### 指示
本文抜粋から、山本光子さんが株式会社ぐるなびに入社する前に勤めていた会社をすべて、記載順に列挙せよ。

### 本文抜粋
2018.05.18

Interview

IoTを活用して新たな食文化の創造に挑む

目的に沿った飲食店を探す際、飲食店情報サイト「ぐるなび」を利用したことのある人はきっと少なくないでしょう。こうした「インターネットで飲食店を探す」という新しい外食の習慣を生み出したのが、株式会社ぐるなびです。同社がサイト運営に留まらず、多様な事業を展開していることは、あまり知られていません。最先端の情報・サービス事業を手がけながら、「食文化の振興」を最も大切にするという同社。その思いはどこにあるのか。プロモーション事業を統括する山本光子さんに伺いました。

profile

  • 株式会社ぐるなび 上席執行役員 営業本部プロモーション部門長

    山本 光子(やまもと てるこ)

    株式会社日本リクルートセンター、株式会社西武百貨店、株式会社NTTドコモ北海道、株式会社電通北海道で広報宣伝、販売促進やマーケティングを専門に力を発揮する。その力量を買われて2014年7月、株式会社ぐるなびに入社。現在、ぐるなびの国内外のプロモーション事業を展開する部門を統括。販売促進、戦略広報、マーケティングの他、食・観光領域のプロデュースや食文化の振興に幅広く関わっている。

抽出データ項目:
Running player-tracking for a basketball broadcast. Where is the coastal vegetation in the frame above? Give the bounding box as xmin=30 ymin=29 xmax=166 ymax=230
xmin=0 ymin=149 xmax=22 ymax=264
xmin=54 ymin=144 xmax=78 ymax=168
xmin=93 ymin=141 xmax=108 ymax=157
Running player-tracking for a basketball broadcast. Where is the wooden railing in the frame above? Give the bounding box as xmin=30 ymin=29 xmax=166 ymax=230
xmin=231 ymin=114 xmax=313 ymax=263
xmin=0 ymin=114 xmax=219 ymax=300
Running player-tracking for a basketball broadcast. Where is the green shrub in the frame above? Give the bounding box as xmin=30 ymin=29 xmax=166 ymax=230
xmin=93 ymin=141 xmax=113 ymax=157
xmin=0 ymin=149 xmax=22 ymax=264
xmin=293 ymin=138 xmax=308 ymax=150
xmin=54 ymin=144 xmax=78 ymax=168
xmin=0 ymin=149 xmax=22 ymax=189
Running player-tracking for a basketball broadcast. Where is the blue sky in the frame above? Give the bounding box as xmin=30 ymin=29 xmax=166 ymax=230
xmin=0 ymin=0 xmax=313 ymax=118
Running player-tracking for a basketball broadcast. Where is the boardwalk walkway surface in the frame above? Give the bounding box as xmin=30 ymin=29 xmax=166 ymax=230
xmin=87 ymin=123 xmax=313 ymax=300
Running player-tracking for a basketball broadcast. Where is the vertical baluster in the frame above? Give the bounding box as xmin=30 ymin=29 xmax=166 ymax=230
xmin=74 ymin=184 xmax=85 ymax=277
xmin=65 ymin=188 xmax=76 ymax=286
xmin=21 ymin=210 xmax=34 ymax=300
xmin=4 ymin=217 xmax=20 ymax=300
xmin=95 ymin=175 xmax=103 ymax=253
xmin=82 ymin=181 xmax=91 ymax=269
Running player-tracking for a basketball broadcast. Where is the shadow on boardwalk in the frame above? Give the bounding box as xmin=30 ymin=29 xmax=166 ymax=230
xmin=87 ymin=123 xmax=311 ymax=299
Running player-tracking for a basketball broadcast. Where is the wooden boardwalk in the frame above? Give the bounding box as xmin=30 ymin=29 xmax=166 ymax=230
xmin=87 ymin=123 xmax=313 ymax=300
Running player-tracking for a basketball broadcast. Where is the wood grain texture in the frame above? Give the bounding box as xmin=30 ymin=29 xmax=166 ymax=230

### 解答
株式会社日本リクルートセンター
株式会社西武百貨店
株式会社NTTドコモ北海道
株式会社電通北海道